*WORK ORDER 1*.
In the defense news passage, how long were the F-35s at Luke Air Force Base grounded before they resumed flying?
*WORK ORDER 2*.
Carry on the defense news passage about missile interceptors, F-35s, and foreign aid, picking up right after its final sentence.

*PASSAGE PROVIDED*.
The SM-3 IIA is to be deployed to a new U.S. missile defense site in Poland.
The version of the interceptor tested Wednesday is larger than the regular SM-3 and has a “much more sensitive seeker” that allows it “to see more targets that are dimmer, see them further,” Stevison said. It is designed to ”ability to deal with more sophisticated threats.”
While the regular SM-3 can defend the area of a “small state,” the larger version can “defend over half of the eastern seaboard of the the United States. It’s that kind of game-changer from a defended area standpoint…It creates the next dynamic in expanding regional missile defense to really be more meaningful in the ability to deal with more advanced threats and to defense much more area.”
The test failure comes amid increased missile threats from North Korea against the U.S. and its allies in the Pacific. Last month, the Pentagon shot down a sophisticated missile using larger interceptors that defend the U.S.
Following the bizarre “we’re not going; we weren’t invited; OK, I guess we’ll go” drama in the month ahead of the Paris Air Show, two F-35s made the trip across the pond — even as some planes back in the States were grounded after pilots experienced oxygen deprivation symptoms. The F-35A, the Air Force version, flew an air-show routine for the first time, making steep climbs and tight turns with its afterburner glowing. Here’s a video of the F-35 flying on Day 3.
Back home, the F-35s at Luke Air Force Base in Arizona have resumed flying after an 11-day grounding, the Air Force said in a statement. Following the deployment of F-35s to Europe in April and May, the Air Force is looking to deploy the planes again. “While we typically don’t discuss operational plans, we are leaning forward for a deployment somewhere in the Pacific region hopefully in about the fall time frame,” said Col. Todd Canterbury, the service’s F-35 Integration Officer.
How might President Donald Trump’s proposal to slash foreign aid affect foreign arms deals? Not much, said Heidi Grant, deputy undersecretary of the Air Force for International Affairs, About 90 percent of the money allies spend on Air Force-related arms comes is their own money, not foreign aid. “While I’m concerned about some of the [foreign aid] reductions and the impact it has on international military education and training in some of those countries that depend on the foreign military financing, for some of our large sales, I don’t see it having a huge impact [on arms sales],” Grant said.

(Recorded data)
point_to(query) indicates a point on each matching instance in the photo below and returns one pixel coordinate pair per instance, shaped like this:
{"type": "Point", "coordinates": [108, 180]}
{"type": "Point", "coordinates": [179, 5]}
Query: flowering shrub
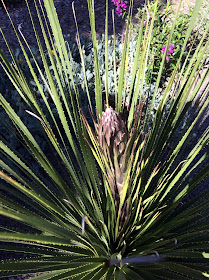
{"type": "Point", "coordinates": [124, 203]}
{"type": "Point", "coordinates": [170, 50]}
{"type": "Point", "coordinates": [161, 30]}
{"type": "Point", "coordinates": [120, 7]}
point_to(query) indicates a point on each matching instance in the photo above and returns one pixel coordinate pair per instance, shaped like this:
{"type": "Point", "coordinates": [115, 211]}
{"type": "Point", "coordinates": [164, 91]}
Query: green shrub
{"type": "Point", "coordinates": [161, 31]}
{"type": "Point", "coordinates": [124, 202]}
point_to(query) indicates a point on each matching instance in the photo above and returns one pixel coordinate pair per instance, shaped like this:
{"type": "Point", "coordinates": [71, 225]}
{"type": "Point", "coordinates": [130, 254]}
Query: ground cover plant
{"type": "Point", "coordinates": [110, 197]}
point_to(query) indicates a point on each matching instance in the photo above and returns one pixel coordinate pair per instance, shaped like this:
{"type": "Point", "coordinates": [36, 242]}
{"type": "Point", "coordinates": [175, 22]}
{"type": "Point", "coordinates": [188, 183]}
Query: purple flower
{"type": "Point", "coordinates": [120, 6]}
{"type": "Point", "coordinates": [170, 50]}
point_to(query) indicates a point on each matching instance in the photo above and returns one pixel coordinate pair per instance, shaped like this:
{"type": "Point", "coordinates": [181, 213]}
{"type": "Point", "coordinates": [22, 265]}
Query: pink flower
{"type": "Point", "coordinates": [170, 50]}
{"type": "Point", "coordinates": [120, 6]}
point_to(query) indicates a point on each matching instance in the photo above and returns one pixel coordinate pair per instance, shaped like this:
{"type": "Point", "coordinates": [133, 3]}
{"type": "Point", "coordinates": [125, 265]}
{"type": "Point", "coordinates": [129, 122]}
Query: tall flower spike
{"type": "Point", "coordinates": [113, 138]}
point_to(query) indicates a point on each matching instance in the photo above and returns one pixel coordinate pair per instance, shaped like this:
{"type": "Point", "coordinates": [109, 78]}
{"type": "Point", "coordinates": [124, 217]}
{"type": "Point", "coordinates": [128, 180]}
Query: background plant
{"type": "Point", "coordinates": [121, 205]}
{"type": "Point", "coordinates": [161, 31]}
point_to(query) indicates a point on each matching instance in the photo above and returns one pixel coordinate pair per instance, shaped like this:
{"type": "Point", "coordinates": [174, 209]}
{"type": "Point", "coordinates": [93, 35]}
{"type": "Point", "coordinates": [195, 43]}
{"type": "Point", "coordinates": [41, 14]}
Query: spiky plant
{"type": "Point", "coordinates": [124, 202]}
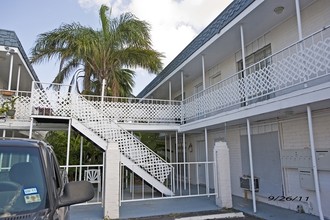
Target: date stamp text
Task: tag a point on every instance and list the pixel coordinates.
(288, 198)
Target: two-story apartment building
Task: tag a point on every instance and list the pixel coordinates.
(255, 79)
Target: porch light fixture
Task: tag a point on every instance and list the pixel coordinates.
(278, 10)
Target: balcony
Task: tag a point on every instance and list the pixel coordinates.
(300, 66)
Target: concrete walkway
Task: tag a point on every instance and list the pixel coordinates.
(178, 207)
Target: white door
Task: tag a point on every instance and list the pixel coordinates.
(201, 157)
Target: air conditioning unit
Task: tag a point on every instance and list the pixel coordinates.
(245, 183)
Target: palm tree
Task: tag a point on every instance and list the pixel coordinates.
(110, 53)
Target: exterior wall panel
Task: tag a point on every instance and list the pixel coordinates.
(295, 135)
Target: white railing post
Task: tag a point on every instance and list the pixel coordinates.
(112, 182)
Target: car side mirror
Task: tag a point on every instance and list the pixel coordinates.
(76, 192)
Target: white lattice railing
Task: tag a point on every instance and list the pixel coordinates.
(131, 147)
(22, 104)
(296, 67)
(50, 100)
(132, 110)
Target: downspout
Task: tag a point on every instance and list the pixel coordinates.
(314, 164)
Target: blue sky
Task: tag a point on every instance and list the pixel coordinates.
(174, 23)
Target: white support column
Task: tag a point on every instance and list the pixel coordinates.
(182, 91)
(112, 182)
(242, 46)
(314, 164)
(251, 166)
(10, 70)
(184, 160)
(68, 148)
(298, 20)
(80, 157)
(207, 162)
(18, 78)
(177, 158)
(169, 90)
(31, 127)
(170, 140)
(165, 147)
(222, 181)
(103, 91)
(203, 70)
(244, 64)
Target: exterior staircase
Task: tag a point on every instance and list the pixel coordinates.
(93, 123)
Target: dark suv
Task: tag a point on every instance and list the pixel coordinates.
(32, 186)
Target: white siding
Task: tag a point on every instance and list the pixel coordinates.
(295, 135)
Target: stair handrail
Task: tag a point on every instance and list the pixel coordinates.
(96, 114)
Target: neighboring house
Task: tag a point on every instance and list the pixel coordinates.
(255, 79)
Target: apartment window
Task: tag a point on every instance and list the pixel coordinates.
(255, 58)
(198, 88)
(215, 78)
(179, 97)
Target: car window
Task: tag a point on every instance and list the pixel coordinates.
(22, 180)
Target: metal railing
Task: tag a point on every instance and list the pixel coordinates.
(133, 110)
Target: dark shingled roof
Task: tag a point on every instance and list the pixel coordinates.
(232, 11)
(10, 39)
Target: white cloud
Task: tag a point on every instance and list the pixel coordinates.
(174, 23)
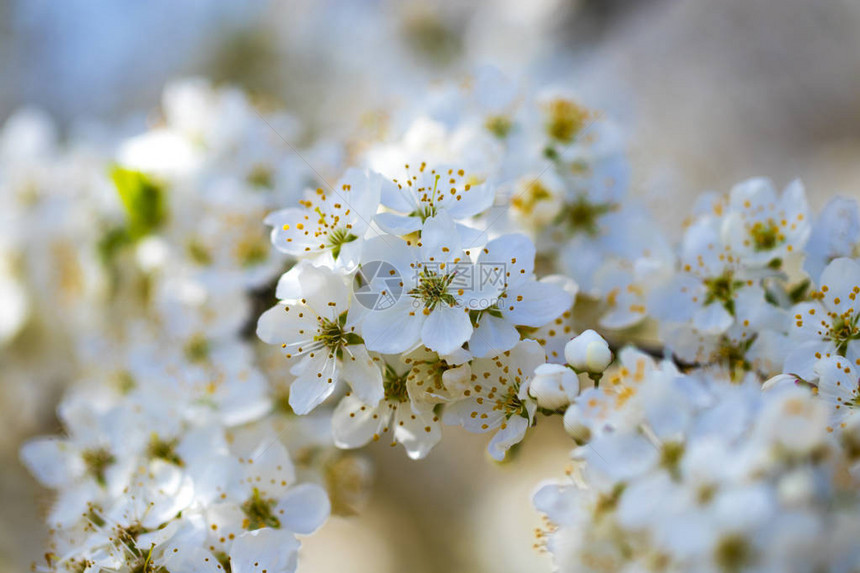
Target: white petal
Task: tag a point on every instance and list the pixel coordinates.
(446, 329)
(838, 283)
(304, 508)
(439, 240)
(418, 432)
(393, 330)
(52, 461)
(397, 225)
(354, 424)
(712, 319)
(511, 432)
(535, 303)
(477, 199)
(362, 374)
(314, 385)
(493, 336)
(271, 550)
(514, 252)
(294, 231)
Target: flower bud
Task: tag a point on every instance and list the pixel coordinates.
(588, 352)
(554, 386)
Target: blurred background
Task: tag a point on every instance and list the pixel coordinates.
(711, 92)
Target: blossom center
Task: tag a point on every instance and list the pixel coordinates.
(722, 289)
(97, 462)
(843, 330)
(565, 119)
(394, 385)
(765, 236)
(432, 289)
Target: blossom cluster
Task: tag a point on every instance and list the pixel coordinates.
(441, 272)
(689, 472)
(142, 253)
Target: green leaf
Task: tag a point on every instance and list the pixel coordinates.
(143, 198)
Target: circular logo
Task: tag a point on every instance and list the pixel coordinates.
(378, 285)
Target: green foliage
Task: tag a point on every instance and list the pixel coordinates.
(144, 201)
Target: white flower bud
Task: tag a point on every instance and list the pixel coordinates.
(554, 386)
(575, 428)
(588, 352)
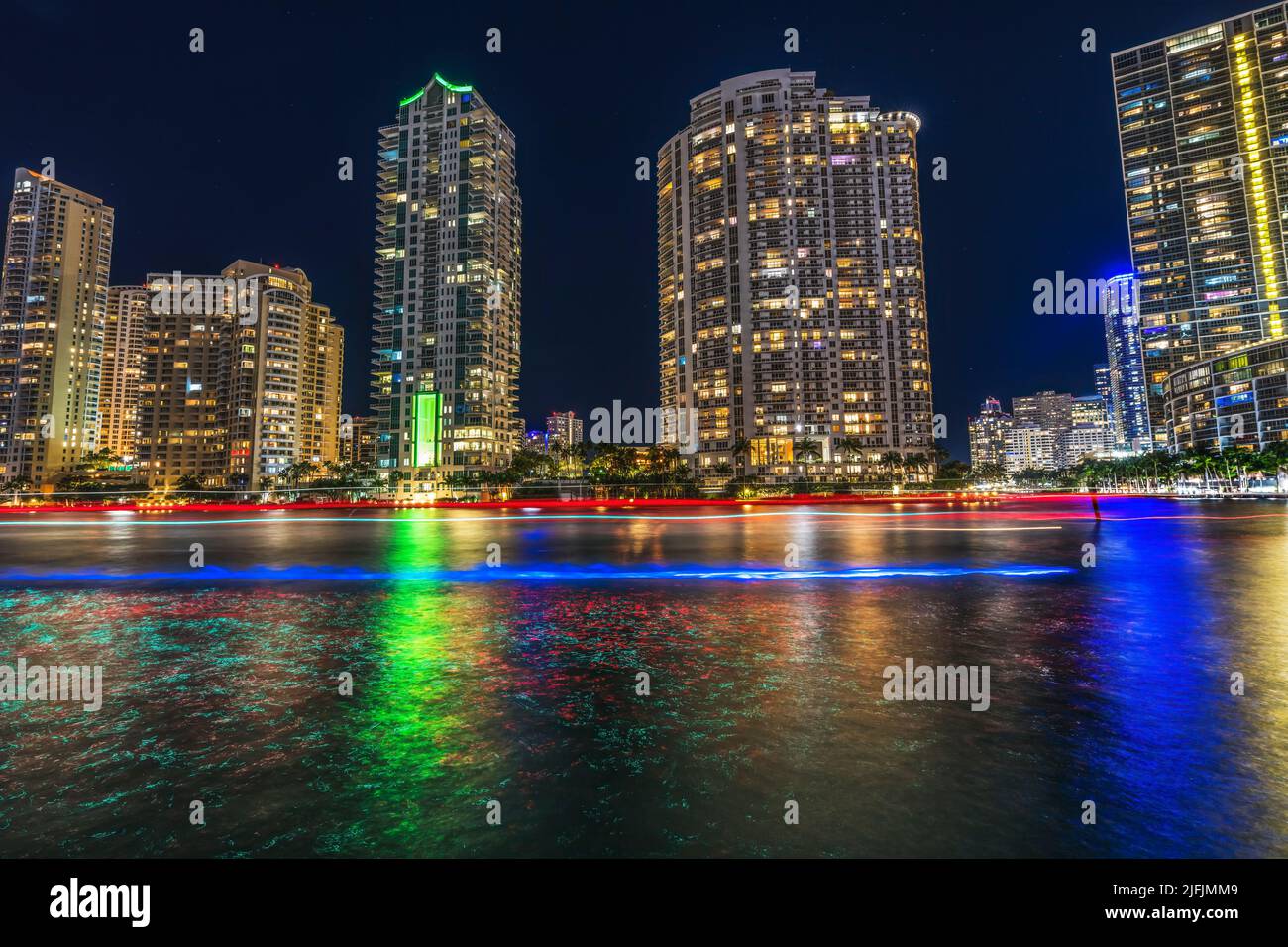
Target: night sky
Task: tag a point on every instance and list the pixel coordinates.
(232, 153)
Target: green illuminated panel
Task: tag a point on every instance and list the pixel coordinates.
(428, 429)
(450, 86)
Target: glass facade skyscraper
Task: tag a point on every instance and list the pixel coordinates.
(446, 337)
(1126, 390)
(791, 286)
(1203, 133)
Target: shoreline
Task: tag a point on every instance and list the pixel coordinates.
(616, 505)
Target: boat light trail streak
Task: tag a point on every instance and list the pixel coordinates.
(333, 574)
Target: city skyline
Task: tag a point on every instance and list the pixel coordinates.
(612, 202)
(561, 434)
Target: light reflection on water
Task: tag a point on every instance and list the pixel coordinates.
(1111, 684)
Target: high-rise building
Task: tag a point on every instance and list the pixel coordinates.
(791, 287)
(565, 428)
(359, 441)
(53, 305)
(446, 342)
(1205, 161)
(1104, 386)
(123, 363)
(1124, 382)
(1090, 429)
(240, 377)
(1030, 447)
(185, 382)
(1233, 401)
(988, 431)
(1050, 410)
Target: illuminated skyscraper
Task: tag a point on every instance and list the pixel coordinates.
(239, 381)
(1126, 394)
(565, 428)
(123, 361)
(1203, 133)
(791, 290)
(988, 433)
(446, 343)
(53, 304)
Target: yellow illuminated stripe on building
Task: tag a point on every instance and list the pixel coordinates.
(1252, 149)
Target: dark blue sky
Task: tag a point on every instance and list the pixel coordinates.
(232, 153)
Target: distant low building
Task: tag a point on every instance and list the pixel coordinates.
(565, 428)
(359, 444)
(1030, 447)
(988, 431)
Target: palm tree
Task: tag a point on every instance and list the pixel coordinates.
(892, 460)
(739, 450)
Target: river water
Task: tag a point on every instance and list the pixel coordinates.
(764, 633)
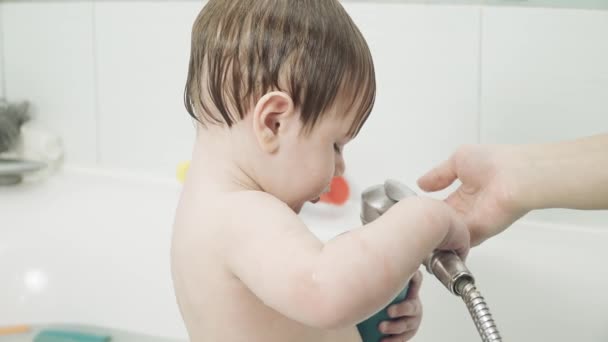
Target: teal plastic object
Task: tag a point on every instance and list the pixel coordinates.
(370, 330)
(68, 336)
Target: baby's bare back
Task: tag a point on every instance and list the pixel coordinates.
(216, 305)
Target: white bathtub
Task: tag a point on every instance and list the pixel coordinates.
(92, 248)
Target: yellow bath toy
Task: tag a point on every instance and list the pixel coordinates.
(182, 170)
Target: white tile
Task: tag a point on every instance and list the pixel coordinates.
(545, 74)
(426, 60)
(143, 52)
(2, 95)
(49, 62)
(545, 78)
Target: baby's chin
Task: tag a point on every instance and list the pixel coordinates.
(299, 207)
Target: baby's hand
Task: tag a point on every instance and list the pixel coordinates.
(407, 315)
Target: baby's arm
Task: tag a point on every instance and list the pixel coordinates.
(348, 279)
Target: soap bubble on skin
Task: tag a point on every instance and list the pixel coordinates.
(35, 281)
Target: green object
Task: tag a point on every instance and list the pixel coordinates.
(69, 336)
(370, 329)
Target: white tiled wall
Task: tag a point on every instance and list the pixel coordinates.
(1, 54)
(142, 69)
(49, 62)
(109, 77)
(545, 74)
(427, 73)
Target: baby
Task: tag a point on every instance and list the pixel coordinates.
(278, 88)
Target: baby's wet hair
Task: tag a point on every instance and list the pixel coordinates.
(310, 49)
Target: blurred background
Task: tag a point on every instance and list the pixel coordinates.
(106, 78)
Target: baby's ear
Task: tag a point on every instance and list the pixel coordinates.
(272, 115)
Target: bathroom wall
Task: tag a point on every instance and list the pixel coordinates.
(1, 54)
(109, 76)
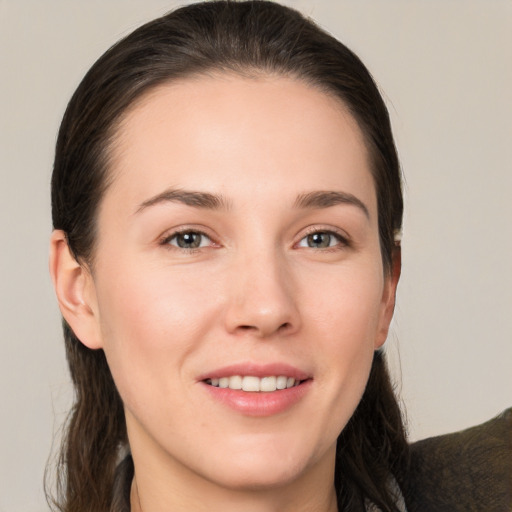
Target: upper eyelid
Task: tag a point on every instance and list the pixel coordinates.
(325, 229)
(171, 233)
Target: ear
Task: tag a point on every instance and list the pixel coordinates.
(75, 291)
(389, 297)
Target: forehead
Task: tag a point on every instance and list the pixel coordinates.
(226, 132)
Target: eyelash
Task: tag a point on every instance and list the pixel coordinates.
(342, 241)
(166, 240)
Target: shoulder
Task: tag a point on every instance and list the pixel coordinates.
(465, 471)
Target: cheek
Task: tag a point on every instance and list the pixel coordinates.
(150, 322)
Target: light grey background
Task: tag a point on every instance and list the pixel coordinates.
(444, 67)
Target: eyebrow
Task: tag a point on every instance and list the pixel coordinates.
(325, 199)
(188, 197)
(310, 200)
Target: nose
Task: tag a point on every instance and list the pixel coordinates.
(262, 301)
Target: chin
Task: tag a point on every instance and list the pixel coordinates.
(260, 468)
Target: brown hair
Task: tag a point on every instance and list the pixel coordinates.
(240, 37)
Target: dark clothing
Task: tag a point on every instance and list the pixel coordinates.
(468, 471)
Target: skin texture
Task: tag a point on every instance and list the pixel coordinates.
(255, 291)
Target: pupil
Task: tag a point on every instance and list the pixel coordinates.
(189, 240)
(319, 240)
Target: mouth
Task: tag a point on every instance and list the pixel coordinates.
(253, 384)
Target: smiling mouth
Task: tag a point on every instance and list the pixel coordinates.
(253, 384)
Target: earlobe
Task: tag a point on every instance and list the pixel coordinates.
(75, 292)
(389, 297)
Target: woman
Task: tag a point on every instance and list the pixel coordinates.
(227, 204)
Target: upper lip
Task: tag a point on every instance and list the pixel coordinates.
(256, 370)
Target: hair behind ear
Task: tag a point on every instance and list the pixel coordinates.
(372, 449)
(96, 431)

*WRITTEN REPLY 1*.
They were grounded for 11 days.

*WRITTEN REPLY 2*.
Russia Looks to Boost Civil Aircraft Production
Moscow wants more of its aircraft manufacturing industry focused on civil aircraft. Right now, about 86 percent of the aircraft built in Russia are warplanes. Yury Slyusar, president of Russia’s United Aircraft Corp., said the goal is to boost the share of civil aircraft to about 40 percent over the next 20 years. The largely state-owned firm is “placing an emphasis on civil programs,” Slyusar said.
Speaking of the Russians
Russian warplanes are meddling with NATO forces at an alliance wargame in Eastern Europe again. “The numbers [of air-to-air intercepts] this year are equivalent to those from the past,” Gen. Tod Wolters, the commander of U.S. Air Forces in Europe, said. “I’ve been looking at trending items, but the trend has remained the same.” The U.S. Army-led Saber Strike wargame — held across Estonia, Latvia, Lithuania and Poland — is finishing up this week.
Bad News for US Air Force Pilot Shortage
The Air Force has made no secret that it is short of pilots, because they are hanging up their military flight suits and heading off to fly commercial planes. Now a new study says the global demand for airline pilots will only increase. Some 255,000 new airline pilots will be needed over the next 10 years, according to a new report by CAE, a firm that builds aircraft simulators for the commercial sector and military. The company is part of the Leonardo DRS Technologies team vying to build a new training jet for the Air Force.